» The task
Recast the rows as a numbered list, starting with the line that contains "Query: ice surface" and going on through the last row, with both ends included. Leave out blank lines and the pictures.

(Dataset rows)

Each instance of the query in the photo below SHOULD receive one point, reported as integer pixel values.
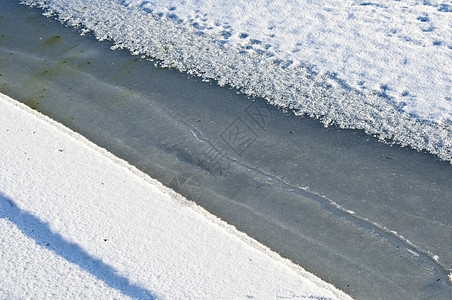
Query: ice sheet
(380, 214)
(384, 67)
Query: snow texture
(77, 222)
(382, 66)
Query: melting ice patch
(381, 66)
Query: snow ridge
(395, 106)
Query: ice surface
(77, 222)
(344, 206)
(382, 66)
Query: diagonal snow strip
(80, 196)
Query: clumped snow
(77, 222)
(381, 66)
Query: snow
(77, 222)
(381, 66)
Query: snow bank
(381, 66)
(77, 222)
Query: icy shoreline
(78, 222)
(284, 82)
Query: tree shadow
(39, 231)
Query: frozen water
(384, 67)
(337, 202)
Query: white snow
(77, 222)
(381, 66)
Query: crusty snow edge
(177, 198)
(280, 82)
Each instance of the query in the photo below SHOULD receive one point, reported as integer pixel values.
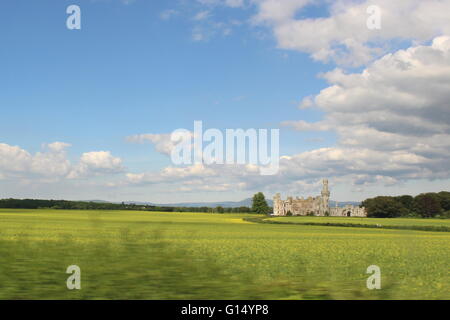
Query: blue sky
(152, 67)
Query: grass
(148, 255)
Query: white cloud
(343, 36)
(202, 15)
(168, 14)
(52, 164)
(392, 119)
(96, 163)
(162, 142)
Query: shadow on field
(146, 266)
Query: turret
(325, 197)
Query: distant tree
(220, 209)
(407, 202)
(260, 204)
(383, 207)
(444, 197)
(428, 204)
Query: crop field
(152, 255)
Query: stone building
(317, 206)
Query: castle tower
(277, 207)
(325, 197)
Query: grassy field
(148, 255)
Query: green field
(148, 255)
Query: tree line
(85, 205)
(425, 205)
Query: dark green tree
(383, 207)
(260, 205)
(427, 204)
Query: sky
(87, 113)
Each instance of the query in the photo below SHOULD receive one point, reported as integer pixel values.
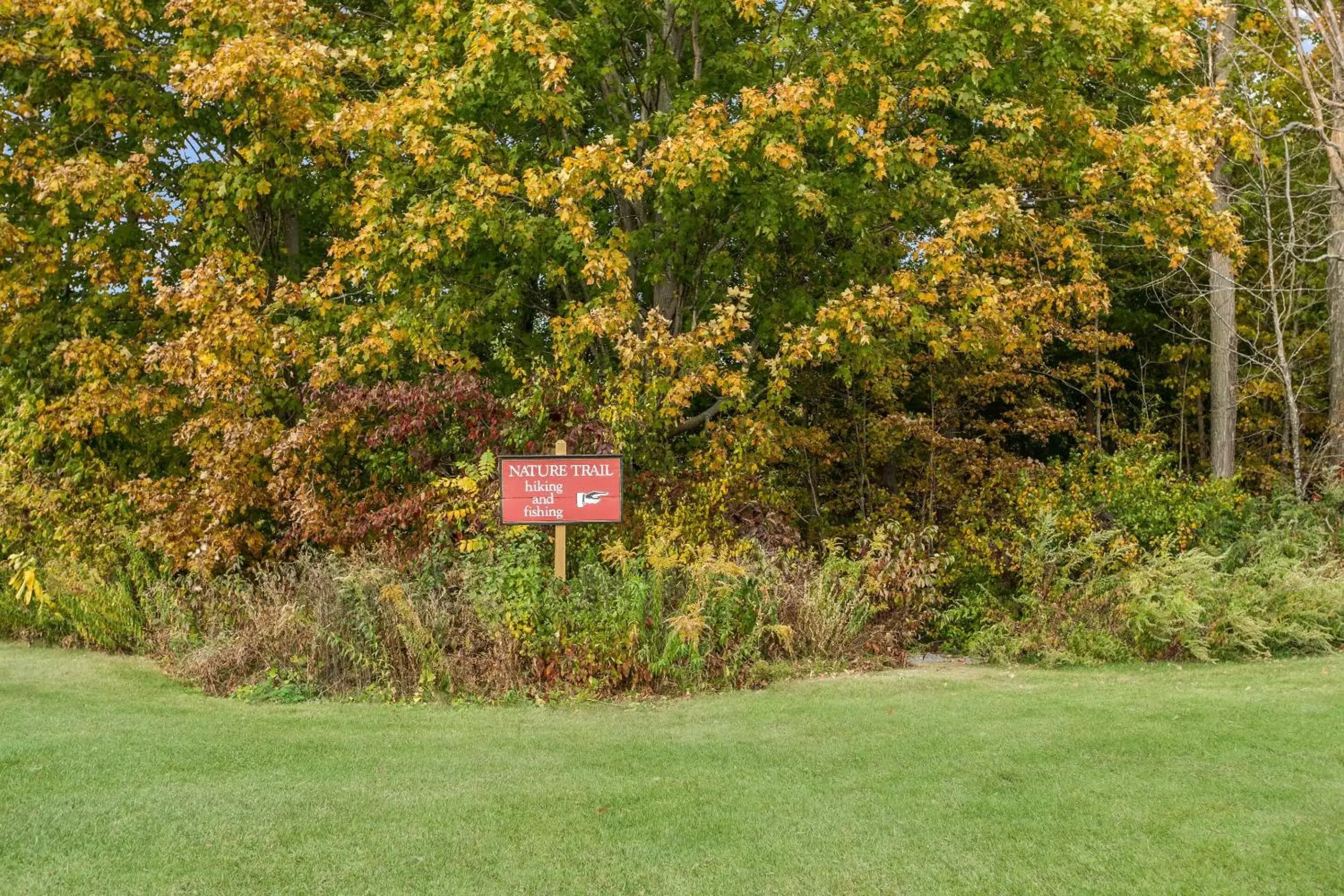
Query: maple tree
(269, 266)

» Task solution
1. Query: ice surface
2. (77, 222)
3. (344, 206)
4. (382, 66)
5. Query: diagonal snow strip
6. (80, 196)
7. Query: clumped snow
8. (77, 222)
9. (381, 66)
10. Query: snow
11. (77, 222)
12. (381, 66)
13. Query: snow bank
14. (381, 66)
15. (77, 222)
16. Query: icy shoreline
17. (78, 222)
18. (284, 82)
19. Query: tree shadow
20. (39, 231)
21. Query: frozen water
22. (384, 67)
23. (337, 202)
24. Query: white snow
25. (77, 222)
26. (381, 66)
27. Query: crusty snow edge
28. (177, 198)
29. (280, 82)
30. Each instance of the query in the photo below SHOULD receive one point, reported as integer pixel values.
31. Query: blue sky
32. (152, 67)
33. Query: grass
34. (148, 255)
35. Query: white cloud
36. (343, 36)
37. (202, 15)
38. (168, 14)
39. (52, 164)
40. (392, 119)
41. (96, 163)
42. (162, 142)
43. Query: shadow on field
44. (146, 266)
45. Query: turret
46. (325, 197)
47. Query: distant tree
48. (220, 209)
49. (407, 202)
50. (260, 204)
51. (383, 207)
52. (444, 197)
53. (428, 204)
54. Query: crop field
55. (152, 255)
56. Query: stone building
57. (317, 206)
58. Query: castle tower
59. (277, 207)
60. (325, 197)
61. Query: grassy field
62. (148, 255)
63. Query: green field
64. (148, 255)
65. Query: tree line
66. (85, 205)
67. (425, 205)
68. Query: dark green tree
69. (383, 207)
70. (260, 205)
71. (427, 204)
72. Query: sky
73. (87, 113)
74. Each instance of the query in the photo below SHOULD receive one point, reported as integer pixel values.
75. Query: maple tree
76. (269, 266)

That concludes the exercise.